■ **What you have to do**
Update the lines from the beginning of the records through the line containing "column 322, row 344", inclusive, so that "indicate" becomes "mark" everywhere and nothing else changes. Leave the pictures out of your answer.
-- Start of Exercise material --
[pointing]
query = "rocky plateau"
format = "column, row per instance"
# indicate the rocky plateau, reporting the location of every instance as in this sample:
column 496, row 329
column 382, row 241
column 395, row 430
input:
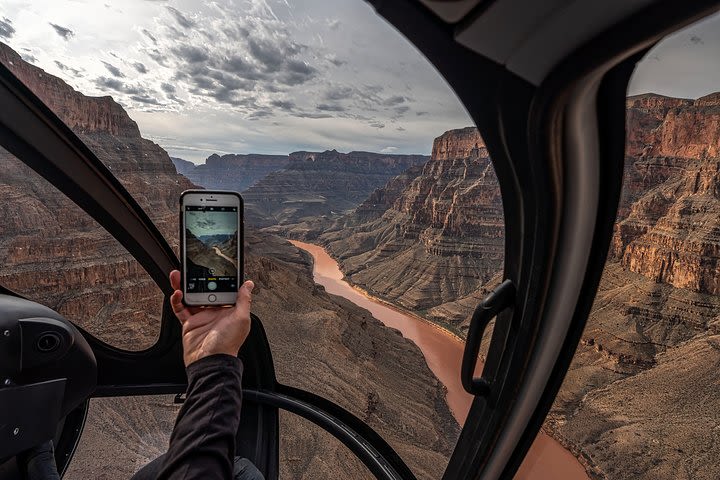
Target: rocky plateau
column 231, row 172
column 320, row 185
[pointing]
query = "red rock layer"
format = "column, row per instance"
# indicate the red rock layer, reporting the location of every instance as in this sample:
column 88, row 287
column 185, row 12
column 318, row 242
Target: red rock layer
column 668, row 228
column 431, row 239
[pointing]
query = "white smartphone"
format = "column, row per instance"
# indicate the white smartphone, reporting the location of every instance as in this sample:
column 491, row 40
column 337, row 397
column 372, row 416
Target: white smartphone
column 211, row 244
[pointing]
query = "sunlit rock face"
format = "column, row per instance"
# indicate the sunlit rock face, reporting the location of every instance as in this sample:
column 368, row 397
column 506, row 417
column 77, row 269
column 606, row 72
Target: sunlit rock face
column 668, row 228
column 429, row 236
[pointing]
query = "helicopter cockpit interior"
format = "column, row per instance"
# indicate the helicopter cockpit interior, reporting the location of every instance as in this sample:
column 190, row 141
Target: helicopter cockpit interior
column 545, row 84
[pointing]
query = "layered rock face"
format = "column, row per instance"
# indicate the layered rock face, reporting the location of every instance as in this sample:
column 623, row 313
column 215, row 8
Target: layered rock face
column 231, row 172
column 670, row 231
column 182, row 166
column 440, row 232
column 639, row 396
column 321, row 185
column 53, row 252
column 322, row 344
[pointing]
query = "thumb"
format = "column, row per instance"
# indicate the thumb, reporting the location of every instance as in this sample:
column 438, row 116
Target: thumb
column 245, row 292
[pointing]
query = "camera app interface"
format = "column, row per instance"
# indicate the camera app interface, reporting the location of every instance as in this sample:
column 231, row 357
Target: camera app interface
column 211, row 248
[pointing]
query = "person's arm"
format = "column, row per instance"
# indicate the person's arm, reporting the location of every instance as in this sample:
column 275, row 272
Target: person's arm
column 202, row 444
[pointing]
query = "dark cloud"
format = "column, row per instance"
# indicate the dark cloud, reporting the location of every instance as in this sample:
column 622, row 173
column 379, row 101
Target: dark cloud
column 285, row 105
column 339, row 93
column 259, row 114
column 144, row 98
column 112, row 83
column 113, row 70
column 191, row 53
column 141, row 68
column 230, row 81
column 326, row 107
column 6, row 28
column 105, row 83
column 312, row 115
column 336, row 61
column 394, row 100
column 64, row 32
column 65, row 68
column 167, row 88
column 159, row 57
column 181, row 19
column 150, row 36
column 270, row 56
column 237, row 65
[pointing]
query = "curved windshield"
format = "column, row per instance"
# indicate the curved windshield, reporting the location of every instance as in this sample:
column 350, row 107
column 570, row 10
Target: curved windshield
column 373, row 215
column 641, row 399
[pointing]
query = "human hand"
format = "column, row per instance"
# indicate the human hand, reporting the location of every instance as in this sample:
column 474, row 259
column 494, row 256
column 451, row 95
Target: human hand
column 207, row 331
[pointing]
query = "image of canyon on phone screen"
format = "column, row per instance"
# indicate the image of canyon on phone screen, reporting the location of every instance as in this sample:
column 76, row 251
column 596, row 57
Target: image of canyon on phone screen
column 212, row 247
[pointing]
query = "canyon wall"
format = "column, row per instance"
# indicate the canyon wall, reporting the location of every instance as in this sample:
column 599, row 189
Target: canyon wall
column 670, row 231
column 320, row 185
column 440, row 228
column 640, row 394
column 54, row 253
column 231, row 172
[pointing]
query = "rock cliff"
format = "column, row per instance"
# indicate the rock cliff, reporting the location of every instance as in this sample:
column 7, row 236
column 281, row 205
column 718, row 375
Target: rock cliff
column 321, row 185
column 233, row 172
column 53, row 253
column 668, row 227
column 440, row 229
column 639, row 397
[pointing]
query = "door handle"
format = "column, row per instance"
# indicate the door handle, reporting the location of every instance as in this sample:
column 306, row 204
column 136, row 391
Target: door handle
column 500, row 299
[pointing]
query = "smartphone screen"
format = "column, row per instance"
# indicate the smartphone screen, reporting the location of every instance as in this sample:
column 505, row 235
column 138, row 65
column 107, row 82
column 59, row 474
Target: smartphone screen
column 212, row 257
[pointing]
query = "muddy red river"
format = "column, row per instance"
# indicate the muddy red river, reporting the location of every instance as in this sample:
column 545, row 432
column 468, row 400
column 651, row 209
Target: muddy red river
column 547, row 459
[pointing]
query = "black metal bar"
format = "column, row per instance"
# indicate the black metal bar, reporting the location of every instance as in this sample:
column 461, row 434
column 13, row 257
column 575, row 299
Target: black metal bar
column 501, row 298
column 364, row 450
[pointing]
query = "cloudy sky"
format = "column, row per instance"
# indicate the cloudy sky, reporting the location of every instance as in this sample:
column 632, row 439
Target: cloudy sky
column 211, row 223
column 274, row 76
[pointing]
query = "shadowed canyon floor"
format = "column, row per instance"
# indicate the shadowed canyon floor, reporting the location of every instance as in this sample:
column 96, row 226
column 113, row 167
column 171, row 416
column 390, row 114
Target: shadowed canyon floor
column 443, row 353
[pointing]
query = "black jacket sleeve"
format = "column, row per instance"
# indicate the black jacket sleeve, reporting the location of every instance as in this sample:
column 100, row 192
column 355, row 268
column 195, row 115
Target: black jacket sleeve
column 202, row 444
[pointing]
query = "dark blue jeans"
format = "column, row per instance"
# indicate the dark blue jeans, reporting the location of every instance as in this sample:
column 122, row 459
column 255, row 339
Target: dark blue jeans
column 243, row 469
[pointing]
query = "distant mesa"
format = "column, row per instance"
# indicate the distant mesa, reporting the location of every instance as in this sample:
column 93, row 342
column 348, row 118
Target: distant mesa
column 231, row 172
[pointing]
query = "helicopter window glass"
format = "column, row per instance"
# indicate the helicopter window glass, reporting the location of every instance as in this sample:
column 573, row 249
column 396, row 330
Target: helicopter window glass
column 54, row 253
column 642, row 391
column 121, row 435
column 308, row 451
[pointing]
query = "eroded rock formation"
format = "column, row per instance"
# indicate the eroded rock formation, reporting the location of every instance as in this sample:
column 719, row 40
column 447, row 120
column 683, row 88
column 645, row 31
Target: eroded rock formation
column 232, row 172
column 429, row 236
column 54, row 253
column 321, row 184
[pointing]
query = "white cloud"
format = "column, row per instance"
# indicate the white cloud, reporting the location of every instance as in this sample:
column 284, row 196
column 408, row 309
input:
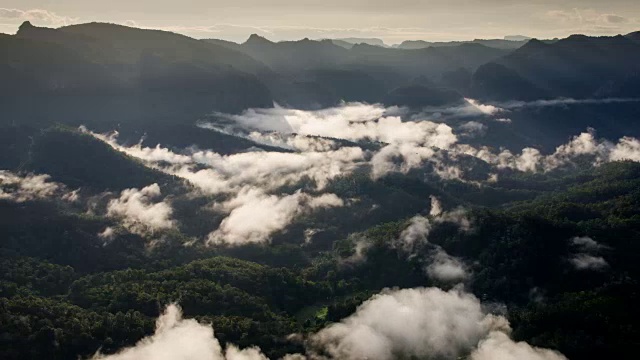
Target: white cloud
column 446, row 268
column 588, row 262
column 586, row 243
column 25, row 188
column 254, row 215
column 425, row 323
column 498, row 346
column 484, row 108
column 176, row 338
column 39, row 16
column 473, row 128
column 436, row 206
column 139, row 212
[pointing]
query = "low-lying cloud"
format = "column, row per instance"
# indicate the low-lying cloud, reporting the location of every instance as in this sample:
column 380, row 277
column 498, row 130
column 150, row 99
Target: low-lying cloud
column 588, row 256
column 176, row 338
column 28, row 187
column 254, row 215
column 140, row 211
column 324, row 145
column 425, row 323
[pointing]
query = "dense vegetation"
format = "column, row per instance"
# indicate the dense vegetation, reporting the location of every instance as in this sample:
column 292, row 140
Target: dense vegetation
column 65, row 292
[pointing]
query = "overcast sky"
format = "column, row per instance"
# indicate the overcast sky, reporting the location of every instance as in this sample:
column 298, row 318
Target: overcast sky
column 392, row 21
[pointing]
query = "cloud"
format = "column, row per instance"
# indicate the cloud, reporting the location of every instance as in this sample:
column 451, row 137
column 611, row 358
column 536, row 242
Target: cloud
column 254, row 215
column 26, row 188
column 436, row 206
column 498, row 346
column 425, row 323
column 352, row 121
column 138, row 211
column 587, row 258
column 484, row 108
column 439, row 264
column 511, row 105
column 446, row 268
column 586, row 243
column 473, row 128
column 585, row 20
column 588, row 262
column 613, row 19
column 36, row 15
column 176, row 338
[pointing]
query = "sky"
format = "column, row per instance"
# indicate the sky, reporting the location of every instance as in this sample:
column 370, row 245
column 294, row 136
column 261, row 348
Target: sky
column 391, row 21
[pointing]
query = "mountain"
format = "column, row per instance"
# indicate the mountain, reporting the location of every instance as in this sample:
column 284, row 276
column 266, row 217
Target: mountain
column 368, row 41
column 418, row 96
column 578, row 66
column 122, row 74
column 494, row 43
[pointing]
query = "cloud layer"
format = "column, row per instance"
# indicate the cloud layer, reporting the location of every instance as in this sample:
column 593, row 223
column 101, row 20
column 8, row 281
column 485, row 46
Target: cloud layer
column 324, row 145
column 28, row 187
column 176, row 338
column 139, row 211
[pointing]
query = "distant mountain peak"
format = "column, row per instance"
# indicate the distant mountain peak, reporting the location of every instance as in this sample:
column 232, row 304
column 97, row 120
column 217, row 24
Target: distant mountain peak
column 257, row 39
column 26, row 26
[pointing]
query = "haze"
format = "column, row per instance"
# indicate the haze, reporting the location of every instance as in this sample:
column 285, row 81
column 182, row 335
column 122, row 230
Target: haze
column 391, row 21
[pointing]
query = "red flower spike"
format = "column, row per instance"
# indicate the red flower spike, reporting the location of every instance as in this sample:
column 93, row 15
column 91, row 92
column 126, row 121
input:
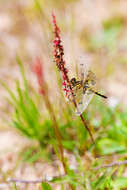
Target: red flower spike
column 38, row 70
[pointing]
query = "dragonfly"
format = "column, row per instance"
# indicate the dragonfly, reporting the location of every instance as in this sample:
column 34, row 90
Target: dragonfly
column 84, row 89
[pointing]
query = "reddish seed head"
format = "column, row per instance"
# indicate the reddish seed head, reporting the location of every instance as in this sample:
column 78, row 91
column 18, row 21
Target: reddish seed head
column 38, row 70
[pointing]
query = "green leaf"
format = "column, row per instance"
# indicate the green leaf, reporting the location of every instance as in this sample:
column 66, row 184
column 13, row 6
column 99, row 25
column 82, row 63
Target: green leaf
column 120, row 182
column 45, row 186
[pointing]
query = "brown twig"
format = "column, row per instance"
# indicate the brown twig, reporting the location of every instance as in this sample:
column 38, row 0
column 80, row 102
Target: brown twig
column 38, row 69
column 60, row 62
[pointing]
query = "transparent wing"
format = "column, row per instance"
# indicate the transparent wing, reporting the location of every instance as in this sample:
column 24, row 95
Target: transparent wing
column 83, row 101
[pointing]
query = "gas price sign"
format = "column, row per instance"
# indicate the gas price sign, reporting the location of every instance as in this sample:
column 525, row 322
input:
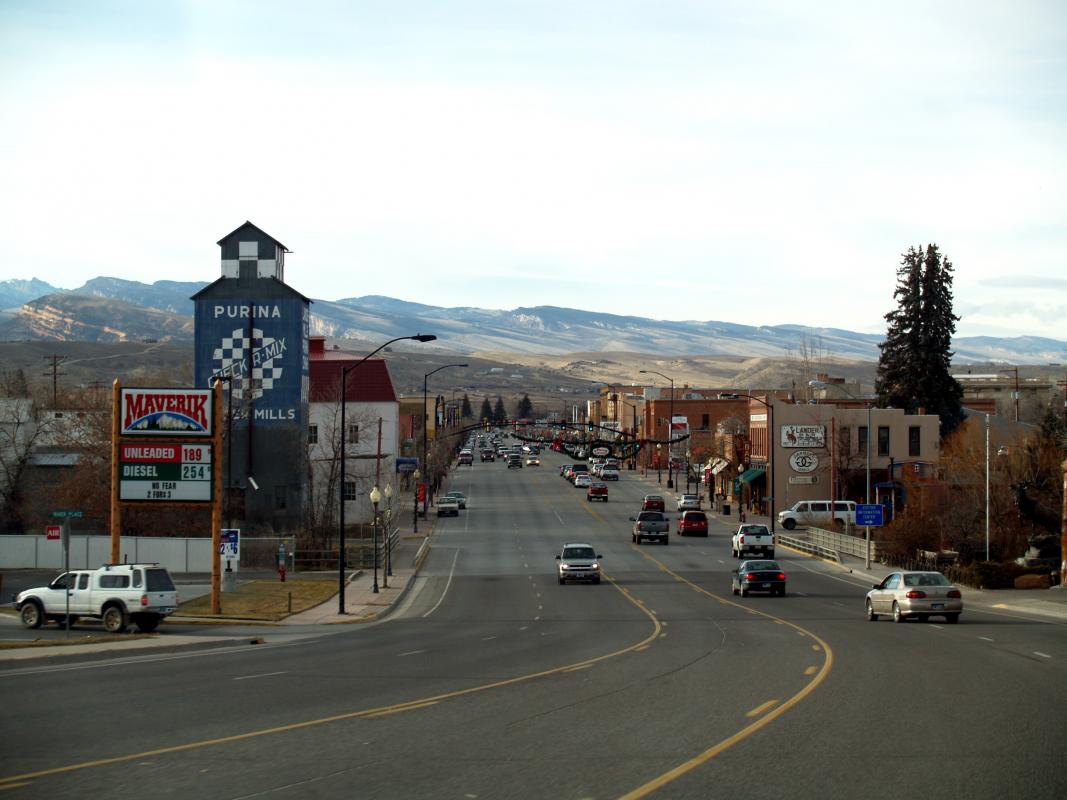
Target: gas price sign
-- End of Exercise material --
■ **Result**
[pointing]
query = "rocky plateau"
format = "column, row per instance"
# mark the rocky plateau, reporting the location of every instance as in this sample:
column 496, row 329
column 382, row 241
column 395, row 430
input:
Target: rocky plateau
column 231, row 172
column 320, row 185
[pointing]
query = "red rock layer"
format = "column, row per instance"
# mark the red rock layer, reporting the location of every instance as in this sample:
column 88, row 287
column 185, row 12
column 318, row 242
Target: red rock layer
column 668, row 228
column 431, row 239
[pointing]
query = "white smartphone"
format = "column, row per instance"
# mark the white smartphone, reporting the location of every instance as in this sample:
column 491, row 40
column 337, row 397
column 372, row 416
Target: white smartphone
column 211, row 244
[pointing]
query = "sunlit rock face"
format = "column, row per instance"
# mark the sunlit rock face, reporting the location of every instance as in this sample:
column 368, row 397
column 506, row 417
column 77, row 269
column 606, row 72
Target: sunlit rock face
column 668, row 228
column 429, row 236
[pointing]
query = "helicopter cockpit interior"
format = "column, row per instance"
# mark the helicopter cockpit interior, reporting the location of every instance as in this sample:
column 190, row 141
Target: helicopter cockpit interior
column 545, row 84
[pointing]
query = "layered rock face"
format = "column, row per instance"
# mark the layered rock face, reporting the location of every instance as in this sample:
column 623, row 313
column 215, row 8
Target: layered rock face
column 231, row 172
column 670, row 231
column 182, row 166
column 440, row 232
column 639, row 396
column 321, row 185
column 53, row 252
column 322, row 344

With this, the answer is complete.